▶ _TASK STATEMENT_: With nothing left out, give the data back exactly.

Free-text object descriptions
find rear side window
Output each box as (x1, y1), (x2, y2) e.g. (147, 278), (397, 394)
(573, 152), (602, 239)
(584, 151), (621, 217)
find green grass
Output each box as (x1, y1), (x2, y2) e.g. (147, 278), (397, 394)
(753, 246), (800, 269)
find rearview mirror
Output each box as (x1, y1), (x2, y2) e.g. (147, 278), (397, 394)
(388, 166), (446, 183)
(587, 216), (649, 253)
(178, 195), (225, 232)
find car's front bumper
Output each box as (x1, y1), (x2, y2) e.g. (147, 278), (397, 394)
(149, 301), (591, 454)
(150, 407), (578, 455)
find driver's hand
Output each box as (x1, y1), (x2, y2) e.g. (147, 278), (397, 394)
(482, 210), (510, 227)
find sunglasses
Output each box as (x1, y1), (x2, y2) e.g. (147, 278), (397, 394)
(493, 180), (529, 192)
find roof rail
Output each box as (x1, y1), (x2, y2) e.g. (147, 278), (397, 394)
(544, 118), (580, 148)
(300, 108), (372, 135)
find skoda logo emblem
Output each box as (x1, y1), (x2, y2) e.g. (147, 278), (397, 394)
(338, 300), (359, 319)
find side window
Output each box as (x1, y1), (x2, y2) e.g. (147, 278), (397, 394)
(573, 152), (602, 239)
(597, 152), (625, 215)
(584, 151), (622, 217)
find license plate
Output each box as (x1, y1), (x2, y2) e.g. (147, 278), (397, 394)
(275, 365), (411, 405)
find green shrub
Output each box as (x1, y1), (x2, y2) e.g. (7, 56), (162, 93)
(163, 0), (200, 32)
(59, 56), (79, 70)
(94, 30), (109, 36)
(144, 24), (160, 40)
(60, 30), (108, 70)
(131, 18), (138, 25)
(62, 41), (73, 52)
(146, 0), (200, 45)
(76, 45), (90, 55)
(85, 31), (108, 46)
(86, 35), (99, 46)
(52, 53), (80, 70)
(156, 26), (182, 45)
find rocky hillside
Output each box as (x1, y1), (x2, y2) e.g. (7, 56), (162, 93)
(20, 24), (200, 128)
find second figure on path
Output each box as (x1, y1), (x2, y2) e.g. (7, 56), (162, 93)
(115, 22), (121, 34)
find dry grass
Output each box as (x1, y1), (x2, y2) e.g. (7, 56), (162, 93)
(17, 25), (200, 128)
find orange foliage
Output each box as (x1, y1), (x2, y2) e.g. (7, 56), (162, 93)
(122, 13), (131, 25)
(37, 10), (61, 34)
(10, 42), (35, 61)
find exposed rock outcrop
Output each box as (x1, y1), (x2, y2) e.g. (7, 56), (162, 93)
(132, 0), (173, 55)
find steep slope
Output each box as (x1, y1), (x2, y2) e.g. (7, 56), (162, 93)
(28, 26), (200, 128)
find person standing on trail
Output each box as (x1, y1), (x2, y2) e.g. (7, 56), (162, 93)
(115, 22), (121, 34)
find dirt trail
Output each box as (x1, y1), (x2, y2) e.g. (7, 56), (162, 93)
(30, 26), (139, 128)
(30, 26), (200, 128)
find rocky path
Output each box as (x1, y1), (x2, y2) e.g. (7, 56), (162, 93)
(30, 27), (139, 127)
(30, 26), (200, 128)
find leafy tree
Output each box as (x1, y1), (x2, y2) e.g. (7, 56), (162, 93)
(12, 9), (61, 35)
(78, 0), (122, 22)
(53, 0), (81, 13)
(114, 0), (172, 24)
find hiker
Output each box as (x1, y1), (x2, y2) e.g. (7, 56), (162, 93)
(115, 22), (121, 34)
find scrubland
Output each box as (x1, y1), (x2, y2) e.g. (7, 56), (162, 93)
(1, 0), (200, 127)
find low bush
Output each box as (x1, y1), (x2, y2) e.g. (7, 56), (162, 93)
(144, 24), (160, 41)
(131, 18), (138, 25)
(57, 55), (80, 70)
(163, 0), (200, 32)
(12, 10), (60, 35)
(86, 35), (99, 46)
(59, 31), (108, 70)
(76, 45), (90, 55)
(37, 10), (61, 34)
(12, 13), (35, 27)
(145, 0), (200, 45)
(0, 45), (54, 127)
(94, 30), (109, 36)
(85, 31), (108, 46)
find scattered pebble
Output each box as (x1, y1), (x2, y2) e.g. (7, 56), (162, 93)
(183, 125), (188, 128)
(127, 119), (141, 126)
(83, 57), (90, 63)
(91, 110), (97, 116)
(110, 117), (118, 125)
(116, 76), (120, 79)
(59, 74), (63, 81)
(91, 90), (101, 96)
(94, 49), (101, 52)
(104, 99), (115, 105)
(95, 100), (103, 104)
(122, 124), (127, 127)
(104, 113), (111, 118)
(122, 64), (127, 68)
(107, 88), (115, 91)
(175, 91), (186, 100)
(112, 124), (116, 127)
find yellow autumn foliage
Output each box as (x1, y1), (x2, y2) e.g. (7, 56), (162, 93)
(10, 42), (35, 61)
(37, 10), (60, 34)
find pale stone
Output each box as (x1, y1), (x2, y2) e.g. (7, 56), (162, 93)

▶ _RESPONSE AREA_:
find rear side window
Output each box as (x1, y1), (x2, y2) e.g. (147, 278), (397, 394)
(573, 152), (602, 239)
(584, 151), (621, 217)
find green grass
Output each box as (x1, y1), (x2, y2) e.g. (147, 278), (397, 394)
(753, 246), (800, 269)
find rearview mirror
Output each box as (x1, y1), (x2, y2) e.g. (147, 278), (397, 394)
(388, 166), (446, 183)
(587, 216), (649, 253)
(178, 195), (225, 232)
find car's front bumper
Output each box as (x1, y1), (x2, y2) e.g. (147, 278), (397, 394)
(149, 301), (591, 454)
(150, 407), (578, 455)
find driver's hand
Output each box as (x1, y1), (x2, y2) e.g. (147, 278), (397, 394)
(482, 210), (510, 227)
find sunglasses
Output each box as (x1, y1), (x2, y2) e.g. (147, 278), (397, 394)
(493, 180), (529, 192)
find roof rail
Output each box as (x1, y1), (x2, y2) e.g. (147, 278), (397, 394)
(544, 118), (580, 148)
(300, 108), (372, 135)
find skoda logo emblem
Output each box as (x1, y1), (x2, y2) e.g. (147, 278), (397, 394)
(338, 300), (359, 319)
find side window
Output each box as (x1, y1), (x2, y2) e.g. (147, 278), (397, 394)
(573, 152), (602, 239)
(597, 152), (625, 215)
(584, 151), (622, 217)
find license plate
Output each box as (x1, y1), (x2, y2) e.g. (147, 278), (397, 394)
(275, 365), (411, 405)
find green shrub
Output each box as (x1, y1), (x2, y2) e.g. (7, 56), (162, 93)
(163, 0), (200, 32)
(59, 56), (79, 70)
(94, 30), (109, 36)
(144, 24), (160, 40)
(60, 30), (108, 70)
(131, 18), (138, 25)
(62, 41), (73, 52)
(146, 0), (200, 45)
(76, 45), (90, 55)
(85, 31), (108, 46)
(86, 35), (99, 46)
(52, 53), (80, 70)
(156, 26), (182, 45)
find rocky hillside
Output each box as (x1, y1), (x2, y2) e.g. (7, 56), (162, 93)
(20, 24), (200, 128)
find second figure on path
Output each box as (x1, y1), (x2, y2) e.g. (7, 56), (162, 93)
(115, 22), (121, 34)
find dry grass
Output each box as (x1, y1), (x2, y2) e.g. (7, 56), (162, 93)
(17, 25), (200, 128)
find orange foliage
Output each box as (x1, y1), (x2, y2) e.g. (7, 56), (162, 93)
(122, 13), (131, 25)
(37, 10), (61, 34)
(10, 42), (35, 61)
find exposed rock outcrop
Output each box as (x1, y1), (x2, y2) e.g. (7, 56), (162, 93)
(132, 0), (173, 55)
find steep slope
Output each box as (x1, y1), (x2, y2) e.g. (7, 56), (162, 93)
(28, 26), (200, 128)
find person standing on trail
Output each box as (x1, y1), (x2, y2) e.g. (7, 56), (162, 93)
(115, 22), (121, 34)
find dirt trail
Output each box as (x1, y1), (x2, y2) e.g. (7, 56), (162, 93)
(30, 26), (139, 128)
(30, 26), (200, 128)
find rocky path
Output each box as (x1, y1), (x2, y2) e.g. (7, 56), (162, 93)
(30, 27), (139, 127)
(30, 26), (200, 128)
find leafy tree
Output each box as (x1, y1), (x2, y2) e.g. (7, 56), (162, 93)
(12, 9), (61, 35)
(78, 0), (122, 22)
(53, 0), (81, 13)
(114, 0), (172, 24)
find hiker
Output each box as (x1, y1), (x2, y2) e.g. (7, 56), (162, 93)
(115, 22), (121, 34)
find scrubland
Output each box as (x1, y1), (x2, y2) e.g. (7, 56), (162, 93)
(1, 0), (200, 127)
find low bush
Output each box as (x1, y1), (x2, y2) e.g. (7, 56), (162, 93)
(144, 24), (160, 41)
(131, 18), (138, 25)
(57, 55), (80, 70)
(163, 0), (200, 32)
(12, 10), (60, 35)
(86, 35), (99, 46)
(59, 31), (108, 70)
(76, 45), (90, 55)
(37, 10), (61, 34)
(12, 13), (35, 27)
(145, 0), (200, 45)
(0, 45), (54, 127)
(94, 30), (109, 36)
(85, 31), (108, 46)
find scattered pebble
Output each box as (x1, y1), (x2, y2) e.g. (7, 56), (162, 93)
(183, 125), (188, 128)
(127, 119), (141, 126)
(83, 57), (90, 63)
(91, 110), (97, 116)
(110, 117), (118, 125)
(116, 76), (120, 79)
(59, 74), (63, 81)
(91, 90), (101, 96)
(94, 49), (101, 52)
(104, 99), (115, 105)
(95, 100), (103, 104)
(122, 124), (127, 127)
(104, 113), (111, 118)
(122, 64), (127, 68)
(107, 88), (115, 91)
(175, 91), (186, 100)
(112, 124), (116, 127)
find yellow autumn foliage
Output each box as (x1, y1), (x2, y2) e.g. (7, 56), (162, 93)
(10, 42), (35, 61)
(37, 10), (60, 34)
find pale stone
Output each box as (x1, y1), (x2, y2) e.g. (7, 56), (162, 93)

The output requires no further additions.